___ The input ___

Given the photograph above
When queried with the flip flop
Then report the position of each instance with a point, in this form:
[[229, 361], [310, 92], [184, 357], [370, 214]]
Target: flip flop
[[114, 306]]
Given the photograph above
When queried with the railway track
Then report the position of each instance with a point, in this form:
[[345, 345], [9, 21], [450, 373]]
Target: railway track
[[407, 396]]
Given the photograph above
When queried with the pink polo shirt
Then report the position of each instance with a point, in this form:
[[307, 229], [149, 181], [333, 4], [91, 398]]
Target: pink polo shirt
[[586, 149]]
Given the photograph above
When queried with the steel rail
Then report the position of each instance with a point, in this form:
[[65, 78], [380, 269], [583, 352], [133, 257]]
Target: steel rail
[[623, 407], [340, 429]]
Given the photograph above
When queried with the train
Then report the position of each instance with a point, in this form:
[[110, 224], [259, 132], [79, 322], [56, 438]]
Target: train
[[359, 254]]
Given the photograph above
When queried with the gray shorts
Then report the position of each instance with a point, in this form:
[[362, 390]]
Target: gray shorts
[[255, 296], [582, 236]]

___

### Work instructions
Copy out every record exactly.

### Result below
Given the photograph above
When queried with the flip flop
Then report the position of each instance with a point, in this form:
[[229, 361], [310, 92], [184, 357], [370, 214]]
Target: flip flop
[[114, 306]]
Given the photograph above
When queried with the railway track
Then report the position of each instance with a point, in this form:
[[345, 345], [9, 21], [450, 373]]
Target: railway track
[[407, 396]]
Given the photograph above
When queried with the pink polo shirt
Then report the position of each instance with a point, in this form:
[[307, 229], [149, 181], [333, 4], [91, 398]]
Target: pink polo shirt
[[586, 149]]
Given the photograph above
When queried with the steel rail
Then report the position of each instance with a point, in this form:
[[65, 78], [380, 269], [583, 352], [133, 257]]
Target: steel rail
[[623, 407], [340, 429]]
Given the photograph above
When queried with the train
Then report the position of each instance with a point, in this form:
[[110, 224], [259, 132], [79, 322], [56, 438]]
Target: train
[[359, 254]]
Given the photograph above
When queried with the gray shorts
Then report the position of each instance with a point, in this form:
[[362, 390]]
Target: gray shorts
[[255, 296], [582, 236]]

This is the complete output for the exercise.